▸ **WHAT YOU HAVE TO DO**: List every line in the data below that contains the word "floor".

Stored data entries
** Begin **
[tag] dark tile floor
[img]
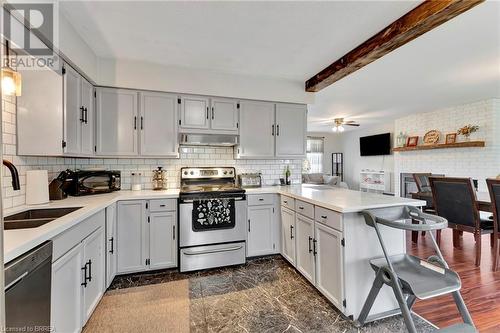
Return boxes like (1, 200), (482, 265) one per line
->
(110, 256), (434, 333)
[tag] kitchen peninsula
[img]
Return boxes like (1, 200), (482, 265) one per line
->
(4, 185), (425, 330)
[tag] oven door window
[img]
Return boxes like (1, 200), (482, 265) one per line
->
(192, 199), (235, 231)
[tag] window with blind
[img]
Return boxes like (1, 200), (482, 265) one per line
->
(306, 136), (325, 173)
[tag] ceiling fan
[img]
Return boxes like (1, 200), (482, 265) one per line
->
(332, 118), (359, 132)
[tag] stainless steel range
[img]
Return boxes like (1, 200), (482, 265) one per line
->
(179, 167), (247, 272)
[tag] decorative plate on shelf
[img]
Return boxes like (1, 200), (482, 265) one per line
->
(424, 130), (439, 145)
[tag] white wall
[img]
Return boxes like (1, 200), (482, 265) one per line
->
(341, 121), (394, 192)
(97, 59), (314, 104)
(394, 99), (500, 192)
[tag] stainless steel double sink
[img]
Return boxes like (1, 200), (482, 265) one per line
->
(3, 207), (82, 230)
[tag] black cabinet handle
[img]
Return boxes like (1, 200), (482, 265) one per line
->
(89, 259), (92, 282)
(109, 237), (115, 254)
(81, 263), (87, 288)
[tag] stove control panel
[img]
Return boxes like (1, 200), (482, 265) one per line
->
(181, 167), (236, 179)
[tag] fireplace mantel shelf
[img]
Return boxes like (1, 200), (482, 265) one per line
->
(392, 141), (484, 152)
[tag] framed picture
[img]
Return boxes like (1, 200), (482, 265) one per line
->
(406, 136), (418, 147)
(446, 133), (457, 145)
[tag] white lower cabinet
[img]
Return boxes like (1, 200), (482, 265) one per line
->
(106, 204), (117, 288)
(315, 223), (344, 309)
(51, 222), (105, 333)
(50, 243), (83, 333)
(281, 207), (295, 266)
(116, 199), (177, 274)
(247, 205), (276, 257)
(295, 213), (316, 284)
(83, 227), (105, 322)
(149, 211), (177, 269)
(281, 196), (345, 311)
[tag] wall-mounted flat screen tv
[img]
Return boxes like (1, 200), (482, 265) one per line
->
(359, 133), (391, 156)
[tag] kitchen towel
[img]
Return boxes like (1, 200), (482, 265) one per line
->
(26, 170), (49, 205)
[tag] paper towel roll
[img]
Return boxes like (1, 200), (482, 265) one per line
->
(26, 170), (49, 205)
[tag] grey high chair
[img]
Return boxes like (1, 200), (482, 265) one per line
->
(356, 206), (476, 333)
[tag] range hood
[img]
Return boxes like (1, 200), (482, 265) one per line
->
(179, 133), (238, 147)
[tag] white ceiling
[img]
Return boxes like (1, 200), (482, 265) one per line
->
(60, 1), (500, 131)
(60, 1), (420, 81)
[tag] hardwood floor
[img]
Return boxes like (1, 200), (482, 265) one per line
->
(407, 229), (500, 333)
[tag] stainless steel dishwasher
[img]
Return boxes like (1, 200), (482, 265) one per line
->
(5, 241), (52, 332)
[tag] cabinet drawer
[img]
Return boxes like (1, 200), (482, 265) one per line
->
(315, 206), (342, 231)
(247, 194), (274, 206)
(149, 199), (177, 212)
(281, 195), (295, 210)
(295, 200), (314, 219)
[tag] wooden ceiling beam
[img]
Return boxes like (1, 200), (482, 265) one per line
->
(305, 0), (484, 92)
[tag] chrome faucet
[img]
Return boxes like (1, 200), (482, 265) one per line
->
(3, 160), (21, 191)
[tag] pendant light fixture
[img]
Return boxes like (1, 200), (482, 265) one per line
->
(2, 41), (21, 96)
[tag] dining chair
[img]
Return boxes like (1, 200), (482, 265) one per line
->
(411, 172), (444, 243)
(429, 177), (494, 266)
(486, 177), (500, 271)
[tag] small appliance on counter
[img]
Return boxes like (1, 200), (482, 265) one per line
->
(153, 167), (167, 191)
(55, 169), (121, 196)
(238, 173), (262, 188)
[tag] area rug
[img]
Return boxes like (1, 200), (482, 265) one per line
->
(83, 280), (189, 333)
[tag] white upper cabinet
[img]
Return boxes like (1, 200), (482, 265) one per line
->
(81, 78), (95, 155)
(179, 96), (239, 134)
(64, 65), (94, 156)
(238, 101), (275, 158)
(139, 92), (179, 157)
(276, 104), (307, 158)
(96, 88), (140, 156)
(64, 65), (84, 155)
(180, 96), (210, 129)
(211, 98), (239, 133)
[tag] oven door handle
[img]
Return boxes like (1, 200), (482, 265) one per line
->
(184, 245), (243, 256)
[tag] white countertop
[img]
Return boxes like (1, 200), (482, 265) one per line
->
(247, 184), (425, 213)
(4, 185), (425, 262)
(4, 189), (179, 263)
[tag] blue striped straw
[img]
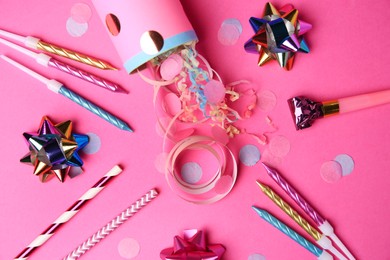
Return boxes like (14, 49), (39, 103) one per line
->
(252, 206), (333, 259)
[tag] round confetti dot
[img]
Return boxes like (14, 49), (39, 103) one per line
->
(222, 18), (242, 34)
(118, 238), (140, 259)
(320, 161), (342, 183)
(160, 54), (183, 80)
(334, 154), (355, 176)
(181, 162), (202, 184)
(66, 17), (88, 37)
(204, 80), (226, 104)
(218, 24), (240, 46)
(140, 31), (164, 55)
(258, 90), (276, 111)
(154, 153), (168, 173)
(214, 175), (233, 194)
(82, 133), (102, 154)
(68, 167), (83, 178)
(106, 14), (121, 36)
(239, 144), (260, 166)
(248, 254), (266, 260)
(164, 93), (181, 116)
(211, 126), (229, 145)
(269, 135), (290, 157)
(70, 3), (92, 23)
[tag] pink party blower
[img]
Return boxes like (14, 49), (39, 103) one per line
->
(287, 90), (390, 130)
** End **
** Begin **
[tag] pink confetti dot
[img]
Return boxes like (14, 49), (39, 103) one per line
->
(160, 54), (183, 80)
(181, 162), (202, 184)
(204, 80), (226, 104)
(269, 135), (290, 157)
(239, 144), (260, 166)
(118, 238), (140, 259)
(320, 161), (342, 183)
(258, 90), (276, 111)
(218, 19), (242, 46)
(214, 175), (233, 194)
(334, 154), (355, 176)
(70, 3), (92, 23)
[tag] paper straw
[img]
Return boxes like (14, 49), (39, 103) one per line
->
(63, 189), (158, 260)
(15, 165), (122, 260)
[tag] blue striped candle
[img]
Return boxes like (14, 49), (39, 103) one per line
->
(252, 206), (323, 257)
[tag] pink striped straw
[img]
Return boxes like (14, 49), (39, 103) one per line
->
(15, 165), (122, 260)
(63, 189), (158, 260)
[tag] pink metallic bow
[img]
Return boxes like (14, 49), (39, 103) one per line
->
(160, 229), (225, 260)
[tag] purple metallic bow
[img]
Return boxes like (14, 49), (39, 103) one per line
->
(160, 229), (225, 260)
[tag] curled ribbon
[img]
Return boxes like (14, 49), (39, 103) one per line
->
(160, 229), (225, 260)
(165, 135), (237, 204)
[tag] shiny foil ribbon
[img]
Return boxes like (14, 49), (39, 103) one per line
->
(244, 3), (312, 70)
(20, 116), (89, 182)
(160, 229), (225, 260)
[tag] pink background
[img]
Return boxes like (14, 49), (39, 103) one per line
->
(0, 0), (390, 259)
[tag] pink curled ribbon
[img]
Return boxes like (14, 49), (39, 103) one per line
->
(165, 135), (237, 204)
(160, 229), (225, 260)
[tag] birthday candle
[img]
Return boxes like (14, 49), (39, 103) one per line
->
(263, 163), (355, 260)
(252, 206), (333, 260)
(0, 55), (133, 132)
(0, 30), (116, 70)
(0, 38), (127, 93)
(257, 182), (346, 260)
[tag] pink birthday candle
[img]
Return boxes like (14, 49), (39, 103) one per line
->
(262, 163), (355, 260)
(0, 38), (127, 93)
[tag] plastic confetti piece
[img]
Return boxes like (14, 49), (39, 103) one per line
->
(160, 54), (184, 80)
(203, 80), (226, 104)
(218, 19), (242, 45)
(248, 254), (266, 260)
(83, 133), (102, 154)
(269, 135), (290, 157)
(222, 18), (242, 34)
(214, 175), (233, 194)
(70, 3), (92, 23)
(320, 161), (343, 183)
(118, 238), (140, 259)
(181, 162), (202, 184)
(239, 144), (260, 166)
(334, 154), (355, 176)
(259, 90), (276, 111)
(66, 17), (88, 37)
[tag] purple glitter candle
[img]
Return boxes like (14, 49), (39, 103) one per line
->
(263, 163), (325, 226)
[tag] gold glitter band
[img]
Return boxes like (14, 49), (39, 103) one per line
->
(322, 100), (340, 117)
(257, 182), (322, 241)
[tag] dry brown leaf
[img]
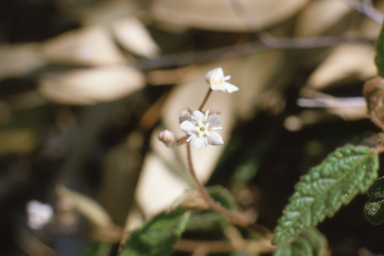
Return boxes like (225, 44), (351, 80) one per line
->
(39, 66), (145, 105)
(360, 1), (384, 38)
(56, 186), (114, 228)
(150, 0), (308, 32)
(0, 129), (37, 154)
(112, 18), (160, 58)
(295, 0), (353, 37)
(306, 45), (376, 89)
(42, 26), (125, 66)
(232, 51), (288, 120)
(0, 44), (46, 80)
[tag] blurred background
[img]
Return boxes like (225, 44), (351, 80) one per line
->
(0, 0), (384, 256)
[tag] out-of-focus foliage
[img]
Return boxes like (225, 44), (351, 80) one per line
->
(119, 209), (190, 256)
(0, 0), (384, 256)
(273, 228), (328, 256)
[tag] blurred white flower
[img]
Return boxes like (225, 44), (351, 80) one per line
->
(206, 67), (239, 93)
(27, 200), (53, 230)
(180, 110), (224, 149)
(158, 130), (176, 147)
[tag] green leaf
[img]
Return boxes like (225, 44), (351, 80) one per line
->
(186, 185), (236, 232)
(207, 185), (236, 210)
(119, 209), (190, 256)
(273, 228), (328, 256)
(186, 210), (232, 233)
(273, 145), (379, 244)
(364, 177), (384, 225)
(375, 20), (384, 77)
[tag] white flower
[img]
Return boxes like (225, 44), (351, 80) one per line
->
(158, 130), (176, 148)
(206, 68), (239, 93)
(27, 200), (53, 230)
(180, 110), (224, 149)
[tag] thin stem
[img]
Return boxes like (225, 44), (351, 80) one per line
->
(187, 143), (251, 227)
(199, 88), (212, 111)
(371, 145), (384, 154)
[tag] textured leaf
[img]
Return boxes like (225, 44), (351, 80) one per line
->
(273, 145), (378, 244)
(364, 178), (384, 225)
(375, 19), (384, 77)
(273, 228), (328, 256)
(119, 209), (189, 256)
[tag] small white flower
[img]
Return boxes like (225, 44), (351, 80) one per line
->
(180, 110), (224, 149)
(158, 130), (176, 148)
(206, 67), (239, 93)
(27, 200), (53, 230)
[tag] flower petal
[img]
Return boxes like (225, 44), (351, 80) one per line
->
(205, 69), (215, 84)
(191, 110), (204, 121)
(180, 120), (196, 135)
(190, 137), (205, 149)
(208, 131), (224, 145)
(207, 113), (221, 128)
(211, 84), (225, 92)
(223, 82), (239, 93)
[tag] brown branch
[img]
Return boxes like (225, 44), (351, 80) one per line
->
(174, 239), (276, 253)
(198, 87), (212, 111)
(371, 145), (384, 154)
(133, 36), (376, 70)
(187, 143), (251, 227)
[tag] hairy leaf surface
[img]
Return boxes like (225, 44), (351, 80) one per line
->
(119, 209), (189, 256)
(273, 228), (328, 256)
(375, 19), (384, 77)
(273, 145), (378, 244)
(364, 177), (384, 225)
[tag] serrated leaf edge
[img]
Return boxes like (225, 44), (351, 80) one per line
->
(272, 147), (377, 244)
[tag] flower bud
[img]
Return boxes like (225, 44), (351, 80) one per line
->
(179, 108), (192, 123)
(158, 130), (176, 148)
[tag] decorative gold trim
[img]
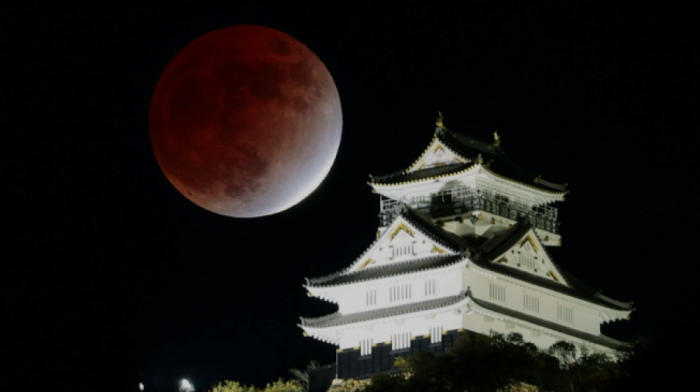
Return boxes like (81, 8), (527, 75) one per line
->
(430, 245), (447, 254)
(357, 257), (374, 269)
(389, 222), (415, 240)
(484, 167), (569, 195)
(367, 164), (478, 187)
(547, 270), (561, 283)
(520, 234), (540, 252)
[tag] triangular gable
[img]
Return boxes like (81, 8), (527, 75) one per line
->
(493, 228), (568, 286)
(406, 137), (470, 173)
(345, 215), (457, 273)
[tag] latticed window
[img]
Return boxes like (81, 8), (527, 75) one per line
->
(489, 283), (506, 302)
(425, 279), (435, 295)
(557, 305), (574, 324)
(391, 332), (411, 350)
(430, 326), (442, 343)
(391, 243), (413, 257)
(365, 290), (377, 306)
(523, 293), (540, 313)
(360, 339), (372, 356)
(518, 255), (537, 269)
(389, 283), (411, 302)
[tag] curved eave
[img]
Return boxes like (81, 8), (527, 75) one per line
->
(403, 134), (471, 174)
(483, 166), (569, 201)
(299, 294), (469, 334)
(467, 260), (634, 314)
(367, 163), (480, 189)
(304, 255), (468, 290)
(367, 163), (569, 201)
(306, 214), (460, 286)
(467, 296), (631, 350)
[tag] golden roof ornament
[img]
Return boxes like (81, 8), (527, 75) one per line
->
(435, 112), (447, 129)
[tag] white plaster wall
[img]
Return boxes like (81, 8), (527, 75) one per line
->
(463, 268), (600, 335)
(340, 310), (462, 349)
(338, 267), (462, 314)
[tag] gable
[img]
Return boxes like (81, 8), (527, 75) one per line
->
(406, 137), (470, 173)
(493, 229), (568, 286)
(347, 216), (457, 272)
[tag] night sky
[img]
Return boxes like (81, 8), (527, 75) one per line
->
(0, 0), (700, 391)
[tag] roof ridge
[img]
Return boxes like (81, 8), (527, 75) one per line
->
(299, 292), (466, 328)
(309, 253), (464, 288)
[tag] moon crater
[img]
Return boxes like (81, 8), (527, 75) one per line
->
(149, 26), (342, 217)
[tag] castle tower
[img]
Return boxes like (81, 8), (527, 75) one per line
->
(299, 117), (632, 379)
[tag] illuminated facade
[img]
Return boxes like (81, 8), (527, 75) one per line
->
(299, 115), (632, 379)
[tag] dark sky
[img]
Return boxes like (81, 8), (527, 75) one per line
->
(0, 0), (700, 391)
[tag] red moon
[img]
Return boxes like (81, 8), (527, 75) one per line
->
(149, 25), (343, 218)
** End **
▸ **SOLUTION TO THE PROBLEM**:
[tag] dark tile floor
[tag] hardwood floor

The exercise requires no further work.